Written exercise
Rewrite the entries from the line containing "For practice, label the bare" through the line containing "For practice, label the black leather", putting "dark" wherever "black" appears and leaving everything else unchanged.

= = = =

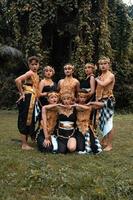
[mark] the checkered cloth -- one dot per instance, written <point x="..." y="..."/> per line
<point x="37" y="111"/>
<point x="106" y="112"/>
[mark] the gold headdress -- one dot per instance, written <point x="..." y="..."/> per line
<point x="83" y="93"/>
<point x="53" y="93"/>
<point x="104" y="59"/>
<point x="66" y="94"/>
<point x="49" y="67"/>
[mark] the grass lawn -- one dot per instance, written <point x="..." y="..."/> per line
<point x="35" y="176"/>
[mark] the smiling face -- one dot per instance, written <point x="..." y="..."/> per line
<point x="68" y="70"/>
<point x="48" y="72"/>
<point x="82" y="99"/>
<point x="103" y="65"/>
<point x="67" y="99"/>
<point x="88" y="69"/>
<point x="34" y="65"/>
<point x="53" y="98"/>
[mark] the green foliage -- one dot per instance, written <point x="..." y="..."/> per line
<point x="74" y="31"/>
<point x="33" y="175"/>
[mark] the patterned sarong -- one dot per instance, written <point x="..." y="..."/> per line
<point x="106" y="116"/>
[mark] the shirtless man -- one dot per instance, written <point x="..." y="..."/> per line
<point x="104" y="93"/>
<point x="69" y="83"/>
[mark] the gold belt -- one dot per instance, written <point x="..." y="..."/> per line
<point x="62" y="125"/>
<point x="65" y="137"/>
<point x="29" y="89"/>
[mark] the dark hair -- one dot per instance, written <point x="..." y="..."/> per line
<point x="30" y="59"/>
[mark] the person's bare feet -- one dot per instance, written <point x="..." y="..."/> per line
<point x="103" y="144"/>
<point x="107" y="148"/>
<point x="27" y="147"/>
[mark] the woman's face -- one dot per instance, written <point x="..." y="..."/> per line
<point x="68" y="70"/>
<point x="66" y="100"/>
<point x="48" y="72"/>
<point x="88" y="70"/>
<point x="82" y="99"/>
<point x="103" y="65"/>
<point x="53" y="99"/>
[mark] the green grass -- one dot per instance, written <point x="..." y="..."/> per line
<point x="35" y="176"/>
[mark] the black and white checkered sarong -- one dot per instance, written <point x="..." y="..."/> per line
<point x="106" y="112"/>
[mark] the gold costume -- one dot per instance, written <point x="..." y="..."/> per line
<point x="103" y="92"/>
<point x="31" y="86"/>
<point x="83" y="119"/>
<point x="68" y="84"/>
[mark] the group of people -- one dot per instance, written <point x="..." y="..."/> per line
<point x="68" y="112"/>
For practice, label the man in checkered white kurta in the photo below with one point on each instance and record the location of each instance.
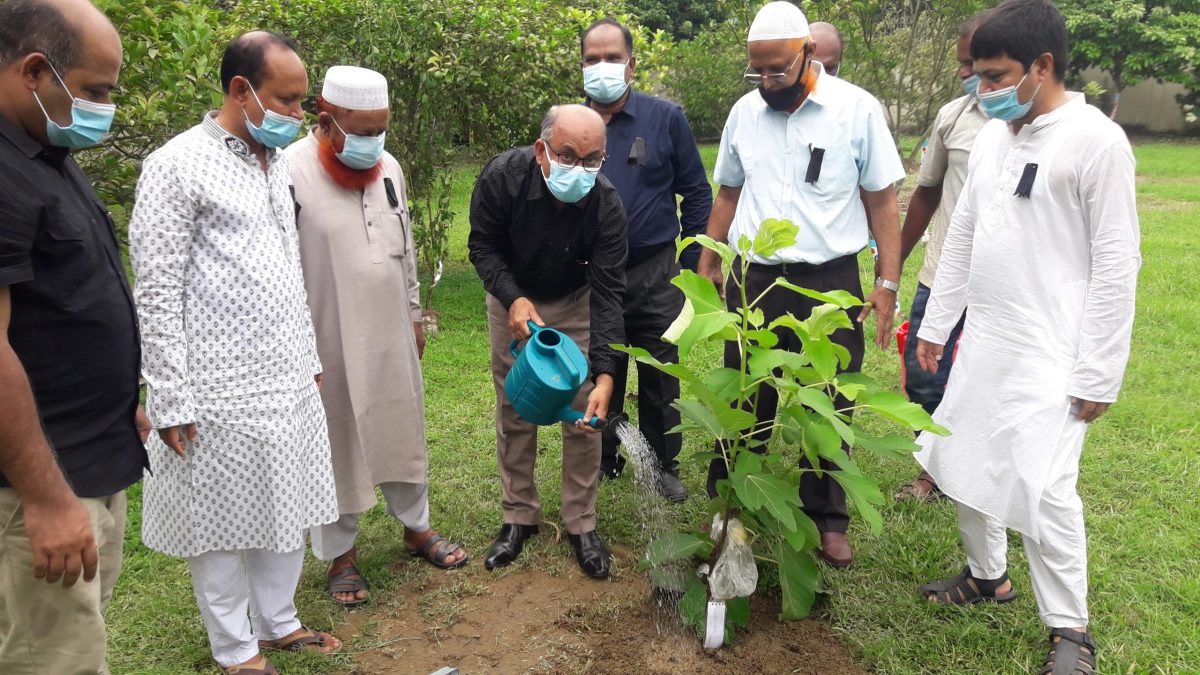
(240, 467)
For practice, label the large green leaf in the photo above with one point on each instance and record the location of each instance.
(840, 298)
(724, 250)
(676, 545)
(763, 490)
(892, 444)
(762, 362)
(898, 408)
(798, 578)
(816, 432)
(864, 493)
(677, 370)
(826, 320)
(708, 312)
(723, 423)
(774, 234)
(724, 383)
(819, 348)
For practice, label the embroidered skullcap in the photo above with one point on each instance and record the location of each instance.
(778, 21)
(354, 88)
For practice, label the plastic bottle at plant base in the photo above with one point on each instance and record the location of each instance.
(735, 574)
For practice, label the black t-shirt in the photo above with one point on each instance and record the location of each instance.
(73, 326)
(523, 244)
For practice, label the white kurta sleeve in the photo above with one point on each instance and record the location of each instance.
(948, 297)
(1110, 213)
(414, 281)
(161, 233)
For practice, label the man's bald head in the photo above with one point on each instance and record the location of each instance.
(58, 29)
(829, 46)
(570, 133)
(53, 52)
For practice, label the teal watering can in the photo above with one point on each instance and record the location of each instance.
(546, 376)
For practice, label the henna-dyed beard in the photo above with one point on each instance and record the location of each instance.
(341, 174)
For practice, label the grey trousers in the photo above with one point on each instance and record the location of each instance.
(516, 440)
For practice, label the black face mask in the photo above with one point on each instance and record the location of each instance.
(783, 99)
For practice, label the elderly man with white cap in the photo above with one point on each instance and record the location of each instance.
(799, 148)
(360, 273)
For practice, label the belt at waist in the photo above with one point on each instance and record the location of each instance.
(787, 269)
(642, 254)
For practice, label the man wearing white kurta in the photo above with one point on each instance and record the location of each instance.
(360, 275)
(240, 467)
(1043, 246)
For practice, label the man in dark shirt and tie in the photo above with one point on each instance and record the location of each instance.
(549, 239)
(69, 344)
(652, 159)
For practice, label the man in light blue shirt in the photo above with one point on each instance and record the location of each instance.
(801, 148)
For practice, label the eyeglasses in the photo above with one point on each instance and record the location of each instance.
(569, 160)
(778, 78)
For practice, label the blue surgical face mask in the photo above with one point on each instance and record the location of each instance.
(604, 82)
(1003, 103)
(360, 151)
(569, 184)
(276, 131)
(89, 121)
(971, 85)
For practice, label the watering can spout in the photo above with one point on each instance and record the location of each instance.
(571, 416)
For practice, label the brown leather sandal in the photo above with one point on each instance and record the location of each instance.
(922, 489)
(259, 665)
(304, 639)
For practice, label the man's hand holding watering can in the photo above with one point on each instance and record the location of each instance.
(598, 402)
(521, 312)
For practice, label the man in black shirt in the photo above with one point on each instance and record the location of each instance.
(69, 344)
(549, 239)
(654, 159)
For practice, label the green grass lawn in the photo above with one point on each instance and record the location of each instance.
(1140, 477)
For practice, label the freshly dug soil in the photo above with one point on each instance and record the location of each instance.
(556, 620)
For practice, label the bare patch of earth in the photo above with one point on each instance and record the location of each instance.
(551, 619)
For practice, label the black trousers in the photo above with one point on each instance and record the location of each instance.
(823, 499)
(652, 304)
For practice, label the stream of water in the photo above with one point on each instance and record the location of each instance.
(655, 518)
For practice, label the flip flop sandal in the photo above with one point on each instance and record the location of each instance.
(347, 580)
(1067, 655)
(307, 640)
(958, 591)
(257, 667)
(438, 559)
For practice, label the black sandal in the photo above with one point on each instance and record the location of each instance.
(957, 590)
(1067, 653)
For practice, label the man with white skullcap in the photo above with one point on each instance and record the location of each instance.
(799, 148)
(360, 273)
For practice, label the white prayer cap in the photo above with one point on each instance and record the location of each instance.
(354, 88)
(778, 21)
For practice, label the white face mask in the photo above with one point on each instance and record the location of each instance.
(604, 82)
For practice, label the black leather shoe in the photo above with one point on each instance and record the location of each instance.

= = = =

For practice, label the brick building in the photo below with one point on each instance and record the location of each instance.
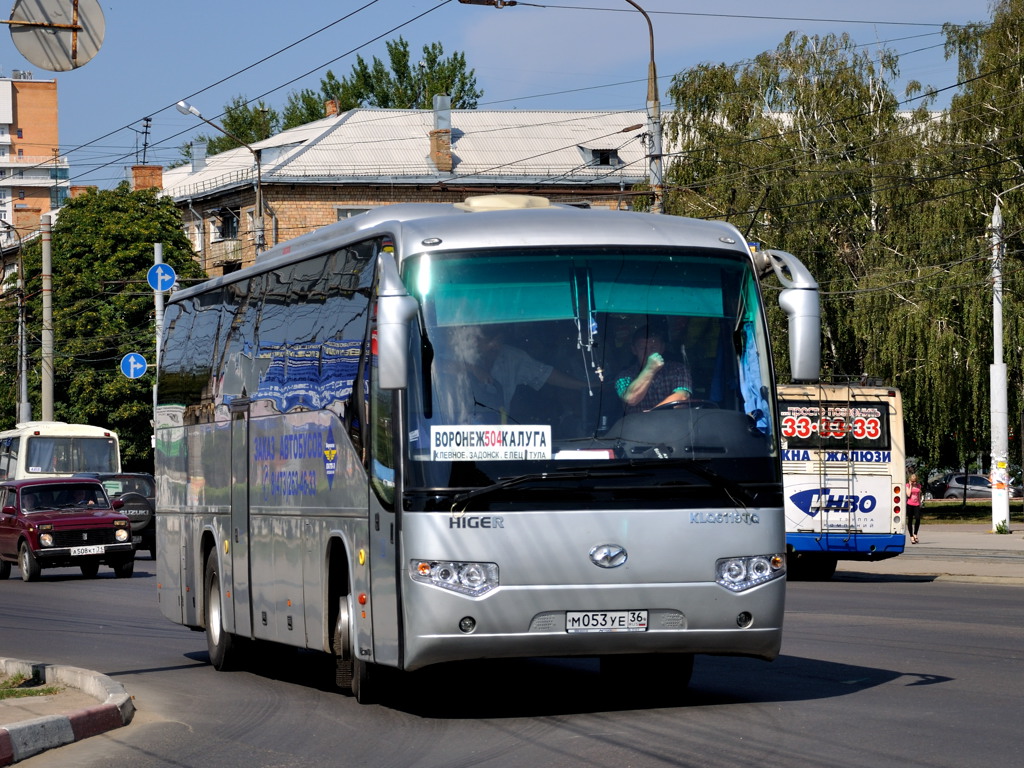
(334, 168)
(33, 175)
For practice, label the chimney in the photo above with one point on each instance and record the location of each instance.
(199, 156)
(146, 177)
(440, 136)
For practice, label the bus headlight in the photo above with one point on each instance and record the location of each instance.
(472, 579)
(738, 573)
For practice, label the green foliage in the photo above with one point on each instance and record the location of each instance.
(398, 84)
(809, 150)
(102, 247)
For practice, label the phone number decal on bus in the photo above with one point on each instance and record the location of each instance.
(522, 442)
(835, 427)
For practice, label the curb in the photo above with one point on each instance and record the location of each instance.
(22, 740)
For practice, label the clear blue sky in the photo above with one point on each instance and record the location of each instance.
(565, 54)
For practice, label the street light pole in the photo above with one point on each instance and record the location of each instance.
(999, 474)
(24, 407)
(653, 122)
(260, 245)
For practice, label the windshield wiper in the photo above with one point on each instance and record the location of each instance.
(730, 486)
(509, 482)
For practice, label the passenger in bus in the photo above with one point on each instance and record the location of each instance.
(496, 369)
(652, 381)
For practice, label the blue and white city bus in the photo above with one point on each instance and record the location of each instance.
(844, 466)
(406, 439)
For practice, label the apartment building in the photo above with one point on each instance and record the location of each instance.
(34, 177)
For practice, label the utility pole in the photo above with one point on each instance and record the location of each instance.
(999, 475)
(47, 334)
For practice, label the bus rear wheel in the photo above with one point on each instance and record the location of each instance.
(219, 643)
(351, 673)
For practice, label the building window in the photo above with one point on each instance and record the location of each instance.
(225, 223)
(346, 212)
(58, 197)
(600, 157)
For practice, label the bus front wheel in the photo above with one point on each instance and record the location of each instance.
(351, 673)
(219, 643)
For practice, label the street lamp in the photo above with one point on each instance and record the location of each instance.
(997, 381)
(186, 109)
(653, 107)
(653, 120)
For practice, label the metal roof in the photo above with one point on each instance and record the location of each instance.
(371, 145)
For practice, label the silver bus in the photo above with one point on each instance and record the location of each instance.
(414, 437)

= = = =

Exercise output
For practice, label the bare patch of earth in the photo above with one point on each instance and record the location of each instance.
(551, 619)
For practice, label the dark trousers in the photo above with one point on each instance and record the location of each instance.
(823, 499)
(652, 304)
For practice, label the stream of water in the photo above with one point on each instance and record the location of each instance.
(655, 518)
For practice, label the flip flop sandal in the photo above with one point on each instance and record the location of each instance.
(347, 580)
(1067, 655)
(307, 640)
(958, 591)
(257, 667)
(438, 559)
For practice, label the dark sandal in the photo above with one point on each instance and record the location of each instance.
(957, 590)
(1067, 653)
For practice, label the man with white skullcap in the photo above with one point on each instance and record the location of each instance.
(799, 148)
(360, 273)
For practice, label the white prayer cap in the photo above with one point on each instance and record the location of each instance.
(354, 88)
(778, 21)
For practice, label the white face mask in the photo above with one point on each instance and record the location of each instance.
(604, 82)
For practice, label the dark leather shoe in the photo above with one point on each instance and record the location of each instance.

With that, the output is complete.